━━━ LISTING ━━━

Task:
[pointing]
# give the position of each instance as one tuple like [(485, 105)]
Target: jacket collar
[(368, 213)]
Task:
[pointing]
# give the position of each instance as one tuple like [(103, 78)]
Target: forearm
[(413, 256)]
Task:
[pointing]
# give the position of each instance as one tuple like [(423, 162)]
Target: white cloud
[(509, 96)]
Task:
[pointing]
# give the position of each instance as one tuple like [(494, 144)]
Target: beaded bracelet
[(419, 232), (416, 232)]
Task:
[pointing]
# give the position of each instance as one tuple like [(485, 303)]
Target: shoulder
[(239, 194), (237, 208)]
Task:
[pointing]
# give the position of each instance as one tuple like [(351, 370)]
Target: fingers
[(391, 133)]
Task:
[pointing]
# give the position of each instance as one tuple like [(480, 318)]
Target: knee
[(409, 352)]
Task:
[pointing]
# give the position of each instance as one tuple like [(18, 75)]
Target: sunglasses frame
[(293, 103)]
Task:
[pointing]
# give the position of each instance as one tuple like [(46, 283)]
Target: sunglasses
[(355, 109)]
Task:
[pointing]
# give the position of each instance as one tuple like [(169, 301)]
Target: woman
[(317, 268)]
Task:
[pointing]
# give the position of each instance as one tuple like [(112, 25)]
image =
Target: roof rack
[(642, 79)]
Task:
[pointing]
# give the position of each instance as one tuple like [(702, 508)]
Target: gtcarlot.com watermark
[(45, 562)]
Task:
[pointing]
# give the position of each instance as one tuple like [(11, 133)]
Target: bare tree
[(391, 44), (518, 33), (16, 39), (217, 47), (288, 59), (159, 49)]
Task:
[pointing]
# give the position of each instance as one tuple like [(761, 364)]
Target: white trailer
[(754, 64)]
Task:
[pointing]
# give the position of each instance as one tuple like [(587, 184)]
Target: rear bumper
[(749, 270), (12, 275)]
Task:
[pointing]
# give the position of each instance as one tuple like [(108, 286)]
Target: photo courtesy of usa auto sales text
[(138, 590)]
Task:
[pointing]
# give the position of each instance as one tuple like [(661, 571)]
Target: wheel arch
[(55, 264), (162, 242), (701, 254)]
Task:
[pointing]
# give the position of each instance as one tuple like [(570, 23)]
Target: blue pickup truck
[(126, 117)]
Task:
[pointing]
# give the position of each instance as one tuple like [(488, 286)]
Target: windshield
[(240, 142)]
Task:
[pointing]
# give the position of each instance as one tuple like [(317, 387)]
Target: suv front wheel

━━━

> THE TASK
Please rewrite the material from its start through the line containing "[(239, 194), (237, 208)]", replacing "forearm" with "wrist" and leaving everything else unchanged.

> REPLY TO THE EXERCISE
Task:
[pointing]
# give the position of each instance as one tuple like [(485, 105)]
Target: jacket collar
[(368, 213)]
Task:
[pointing]
# give the position of each instance as one tuple like [(103, 78)]
Target: wrist
[(413, 256)]
Task:
[pointing]
# give the position of each instance as one tuple like [(423, 162)]
Target: white cloud
[(509, 96)]
Task:
[pointing]
# give the position of each instance as one tuple like [(494, 144)]
Target: beaded bracelet
[(419, 232), (416, 232)]
Task:
[pointing]
# give the position of each instance as one tuple like [(485, 303)]
Target: shoulder
[(239, 194), (237, 208)]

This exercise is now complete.